• **TASK REQUIREMENTS**
Turn the records from the line with "Please mark every weathered" to the line with "448, 345, 510, 482" into a JSON list of strings, one string per line, leaving out any blank lines.

• **EXTRACTED RECORDS**
******************************

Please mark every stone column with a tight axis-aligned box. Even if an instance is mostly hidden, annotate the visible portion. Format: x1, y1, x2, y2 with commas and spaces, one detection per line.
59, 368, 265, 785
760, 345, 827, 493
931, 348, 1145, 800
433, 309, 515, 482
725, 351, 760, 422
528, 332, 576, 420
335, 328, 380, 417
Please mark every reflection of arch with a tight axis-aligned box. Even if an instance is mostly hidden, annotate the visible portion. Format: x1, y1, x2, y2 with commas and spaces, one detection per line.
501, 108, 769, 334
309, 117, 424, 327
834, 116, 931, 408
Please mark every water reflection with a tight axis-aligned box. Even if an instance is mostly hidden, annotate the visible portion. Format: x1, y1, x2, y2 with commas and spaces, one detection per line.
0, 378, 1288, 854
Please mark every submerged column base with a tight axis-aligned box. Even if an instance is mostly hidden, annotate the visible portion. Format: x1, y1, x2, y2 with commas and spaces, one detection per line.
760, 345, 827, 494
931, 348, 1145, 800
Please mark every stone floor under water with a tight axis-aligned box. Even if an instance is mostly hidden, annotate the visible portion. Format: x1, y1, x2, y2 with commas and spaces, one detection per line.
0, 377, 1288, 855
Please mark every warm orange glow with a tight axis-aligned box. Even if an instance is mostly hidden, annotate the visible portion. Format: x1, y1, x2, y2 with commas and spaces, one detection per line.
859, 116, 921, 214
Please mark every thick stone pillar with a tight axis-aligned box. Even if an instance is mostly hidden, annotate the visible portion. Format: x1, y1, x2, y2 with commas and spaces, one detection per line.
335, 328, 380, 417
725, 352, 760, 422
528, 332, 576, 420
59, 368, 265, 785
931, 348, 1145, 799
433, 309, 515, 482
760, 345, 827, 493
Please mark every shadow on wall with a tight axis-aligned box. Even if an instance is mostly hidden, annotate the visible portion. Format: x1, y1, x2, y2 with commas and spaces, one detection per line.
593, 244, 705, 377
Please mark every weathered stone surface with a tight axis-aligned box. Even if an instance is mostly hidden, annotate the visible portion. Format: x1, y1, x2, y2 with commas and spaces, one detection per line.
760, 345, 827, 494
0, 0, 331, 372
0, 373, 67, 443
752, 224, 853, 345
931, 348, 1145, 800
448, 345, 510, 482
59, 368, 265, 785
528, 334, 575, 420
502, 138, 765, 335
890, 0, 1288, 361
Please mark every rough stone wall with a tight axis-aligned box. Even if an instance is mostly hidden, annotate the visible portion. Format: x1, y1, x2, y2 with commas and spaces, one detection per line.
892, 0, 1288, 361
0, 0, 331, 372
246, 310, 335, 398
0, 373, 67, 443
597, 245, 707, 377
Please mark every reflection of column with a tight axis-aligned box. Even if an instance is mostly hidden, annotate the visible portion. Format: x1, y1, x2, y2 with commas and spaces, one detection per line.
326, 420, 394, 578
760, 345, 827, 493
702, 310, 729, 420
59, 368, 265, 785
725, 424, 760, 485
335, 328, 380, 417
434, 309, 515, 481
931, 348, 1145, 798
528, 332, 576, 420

******************************

• **OUTPUT**
[
  "Please mark every weathered stone surface with a tight axis-aligned box. Even if an instance is mostly hidden, annotate the visible portion. Format: x1, y1, x2, y2 with commas and spaces, one detection per line.",
  "760, 345, 827, 494",
  "0, 0, 331, 372",
  "0, 373, 67, 443",
  "752, 224, 853, 345",
  "931, 348, 1145, 800",
  "448, 345, 510, 482"
]